:: What to do ::
What follows is a set of records, each of which is to be written out exactly.

:: Task input ::
# # # #

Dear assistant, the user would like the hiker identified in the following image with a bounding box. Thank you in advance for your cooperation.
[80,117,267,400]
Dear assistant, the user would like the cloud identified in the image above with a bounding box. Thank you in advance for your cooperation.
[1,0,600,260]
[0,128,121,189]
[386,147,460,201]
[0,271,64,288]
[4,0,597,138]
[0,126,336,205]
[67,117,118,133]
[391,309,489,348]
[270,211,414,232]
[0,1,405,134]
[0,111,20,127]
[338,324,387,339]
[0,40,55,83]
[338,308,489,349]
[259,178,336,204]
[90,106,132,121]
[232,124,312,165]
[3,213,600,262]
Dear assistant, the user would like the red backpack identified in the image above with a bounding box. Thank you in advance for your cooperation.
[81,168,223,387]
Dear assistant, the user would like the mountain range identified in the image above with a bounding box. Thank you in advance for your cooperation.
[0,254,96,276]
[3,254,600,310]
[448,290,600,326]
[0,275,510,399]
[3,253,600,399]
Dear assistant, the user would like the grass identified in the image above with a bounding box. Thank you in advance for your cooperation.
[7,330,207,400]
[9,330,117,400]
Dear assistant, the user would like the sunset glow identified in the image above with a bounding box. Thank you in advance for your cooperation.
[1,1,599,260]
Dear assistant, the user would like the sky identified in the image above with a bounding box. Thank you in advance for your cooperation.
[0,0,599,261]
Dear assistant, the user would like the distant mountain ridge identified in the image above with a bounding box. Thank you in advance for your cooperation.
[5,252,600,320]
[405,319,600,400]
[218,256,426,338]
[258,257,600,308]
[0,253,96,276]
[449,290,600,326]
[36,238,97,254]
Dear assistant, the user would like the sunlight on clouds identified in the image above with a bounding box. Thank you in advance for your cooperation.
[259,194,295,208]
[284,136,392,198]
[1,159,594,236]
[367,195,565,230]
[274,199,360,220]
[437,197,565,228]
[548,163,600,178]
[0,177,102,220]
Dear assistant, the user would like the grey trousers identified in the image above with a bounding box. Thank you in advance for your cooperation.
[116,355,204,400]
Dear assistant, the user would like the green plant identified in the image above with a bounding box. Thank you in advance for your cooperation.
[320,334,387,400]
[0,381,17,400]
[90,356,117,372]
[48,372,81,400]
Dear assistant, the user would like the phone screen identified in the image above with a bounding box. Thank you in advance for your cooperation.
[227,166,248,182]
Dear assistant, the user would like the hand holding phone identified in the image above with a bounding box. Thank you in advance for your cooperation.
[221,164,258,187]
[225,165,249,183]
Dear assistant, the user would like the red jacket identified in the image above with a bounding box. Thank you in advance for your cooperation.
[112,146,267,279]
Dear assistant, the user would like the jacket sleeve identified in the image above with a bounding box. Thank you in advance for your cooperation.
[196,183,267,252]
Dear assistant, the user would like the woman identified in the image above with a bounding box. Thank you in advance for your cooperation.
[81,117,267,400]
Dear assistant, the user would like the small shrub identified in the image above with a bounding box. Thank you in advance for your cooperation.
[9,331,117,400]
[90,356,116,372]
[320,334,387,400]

# # # #

:: Answer box ::
Dear assistant, the user would like the hiker identified in the following image with a bounding box. Thank you in advance for your cooperation.
[80,117,267,400]
Dear assistant, the user would like the cloud identified in the image above with a bounding box. Thank you in advance for your cooperation.
[1,0,600,260]
[0,128,121,189]
[386,147,460,201]
[0,271,64,288]
[4,0,597,138]
[0,126,336,205]
[67,117,118,133]
[391,309,489,348]
[270,211,414,232]
[0,1,405,134]
[0,111,20,127]
[338,324,387,339]
[0,40,55,83]
[338,308,489,349]
[259,178,336,204]
[90,106,132,121]
[232,124,312,165]
[3,213,600,262]
Dear assistant, the user would like the red backpack identified in the image above with a bounding box. Thank you in advance for your cooperation.
[81,168,223,387]
Dear assistant, the user would like the mountain range identified in the image above with a bounding box. Thank you in advance for your cooperation.
[0,254,96,276]
[3,254,600,310]
[448,290,600,326]
[0,275,510,399]
[3,253,600,399]
Dear assistant, the user would like the grass identified in the image above with a bounding box. Thank you in advance for your cooperation.
[7,330,207,400]
[9,330,117,400]
Dear assistant, the user would like the sunset glow identified in the image above with a bounding box. Thank you in advance for your cooperation.
[1,1,599,260]
Dear assistant, the user would like the sky identified in the image above with a bounding box. Thank you in advance for your cooperation.
[0,0,599,261]
Dear assistant, the user would like the distant mountain ridge identified in the image above with a bounding box. Thank you in advance for your cooperation.
[5,252,600,320]
[405,319,600,400]
[218,256,426,338]
[258,257,600,308]
[0,253,96,276]
[449,290,600,326]
[36,238,97,254]
Dear assistant, the user would like the sunlight on clouds identified in the image above with a bounding box. Thank you in advance for your cooperation.
[259,194,295,208]
[284,136,392,198]
[1,159,594,236]
[367,195,565,230]
[274,199,360,220]
[437,197,565,228]
[548,163,600,178]
[0,177,102,220]
Dear assistant, the user would like the grey trousers identified in the image above with a bounding box. Thank you in advance for your cooperation.
[116,355,204,400]
Dear assistant, the user would like the green plant identified in the image above with a bounding box. Thank you in advance for your cooperation.
[320,334,387,400]
[0,381,17,400]
[90,356,117,372]
[48,372,81,400]
Dear assistant, the user would like the phone screen identified in the image above with a bounding box. Thank you in advance for your cooperation.
[227,166,248,182]
Dear assistant, the user would like the hand holding phone identified in the image above with a bounding box. Thank you in advance for your cooperation.
[221,164,258,187]
[225,165,249,183]
Dear assistant, the user would like the red jacket identified in the image above with a bounding box. Thank you in advance for your cooperation.
[112,146,267,279]
Dear assistant, the user would like the jacket sleeve identified in the image above with a bounding box. Thank you in advance for your cooperation.
[196,183,267,252]
Dear assistant, the user would like the woman identified in the image above with a bounding box. Thank you in advance for your cooperation.
[81,117,267,400]
Dear assistant, the user would like the small shrub identified in the image above with a bounding box. Thank you in advance for your cooperation.
[9,331,117,400]
[90,356,116,372]
[320,334,387,400]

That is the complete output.